Write out each of the entries below word for word, with every line and character unchanged.

----- Record set

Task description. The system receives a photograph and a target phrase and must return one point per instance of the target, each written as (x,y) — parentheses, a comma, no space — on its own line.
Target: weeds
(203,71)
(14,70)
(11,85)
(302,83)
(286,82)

----------

Answer to the task >>
Task description. The system receives a photograph and a target phrase and must return one point per instance of the target, each written as (x,y) — parentheses, a comma, no space — on its own line.
Target: weeds
(203,71)
(14,70)
(11,85)
(302,83)
(286,82)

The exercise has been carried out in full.